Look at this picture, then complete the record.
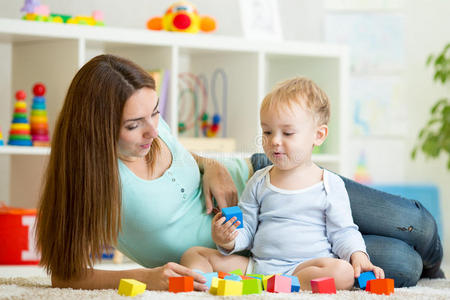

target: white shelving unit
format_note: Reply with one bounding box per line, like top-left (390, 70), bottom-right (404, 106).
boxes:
top-left (0, 19), bottom-right (349, 207)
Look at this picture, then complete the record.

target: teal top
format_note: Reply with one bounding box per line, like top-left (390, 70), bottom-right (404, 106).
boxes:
top-left (117, 119), bottom-right (249, 268)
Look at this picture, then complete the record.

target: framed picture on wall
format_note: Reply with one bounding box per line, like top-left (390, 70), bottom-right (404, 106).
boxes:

**What to do**
Swap "bounding box" for "rectangle" in every row above and write the rows out again with nothing else altered, leaving out the pictures.

**Exercise answer**
Look at this picture, then complete the record.

target: white shelving unit
format_note: Reply with one rectangle per line, like top-left (390, 70), bottom-right (404, 106).
boxes:
top-left (0, 19), bottom-right (349, 207)
Look at this picture, then complete the record.

target: teal top
format_note: Reply with one rectangle per line, like top-left (390, 70), bottom-right (404, 106).
boxes:
top-left (117, 119), bottom-right (249, 268)
Look at this picture, then complete the record.

target: framed picture on wall
format_note: Reply with one rectangle per line, like top-left (390, 70), bottom-right (404, 106).
boxes:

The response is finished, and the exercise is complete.